((

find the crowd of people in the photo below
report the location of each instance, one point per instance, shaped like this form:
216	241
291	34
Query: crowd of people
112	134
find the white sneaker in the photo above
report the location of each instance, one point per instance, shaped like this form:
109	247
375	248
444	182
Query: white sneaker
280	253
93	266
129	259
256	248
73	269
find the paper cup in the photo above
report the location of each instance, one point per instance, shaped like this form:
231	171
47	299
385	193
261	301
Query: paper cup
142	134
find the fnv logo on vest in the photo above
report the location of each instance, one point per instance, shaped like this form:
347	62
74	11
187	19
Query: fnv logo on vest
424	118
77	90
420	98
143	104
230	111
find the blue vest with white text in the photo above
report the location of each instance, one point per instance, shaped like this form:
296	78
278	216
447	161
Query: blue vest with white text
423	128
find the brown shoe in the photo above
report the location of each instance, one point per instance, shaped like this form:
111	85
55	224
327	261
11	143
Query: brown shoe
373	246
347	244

))
((

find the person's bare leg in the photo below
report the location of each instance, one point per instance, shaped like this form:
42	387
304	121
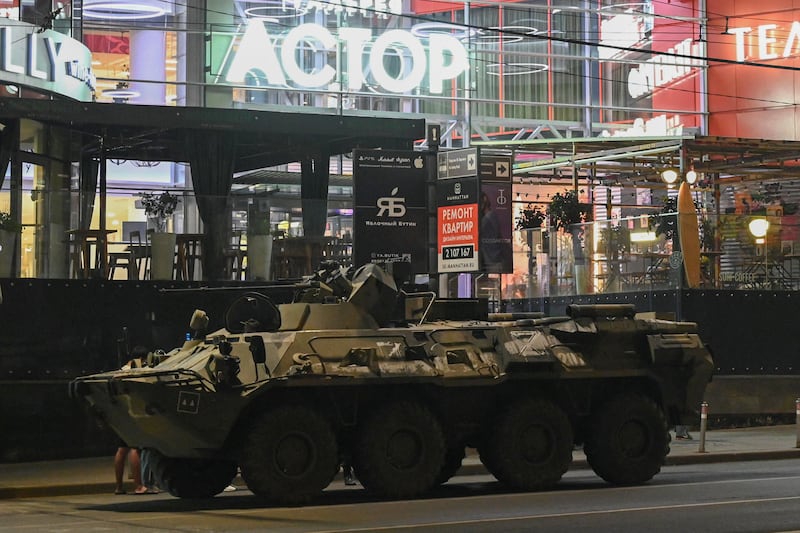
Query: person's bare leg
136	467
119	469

))
((

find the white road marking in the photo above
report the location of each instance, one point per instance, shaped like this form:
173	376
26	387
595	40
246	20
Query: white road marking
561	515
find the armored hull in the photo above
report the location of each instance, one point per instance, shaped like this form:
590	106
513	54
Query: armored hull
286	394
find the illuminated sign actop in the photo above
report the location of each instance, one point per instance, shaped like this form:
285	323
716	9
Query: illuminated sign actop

))

• Problem statement:
Find each line in the items above that contains the string "marking" and copy it out. Matches must agree in case.

• The reply:
find the white road marking in the photo above
Query: white road marking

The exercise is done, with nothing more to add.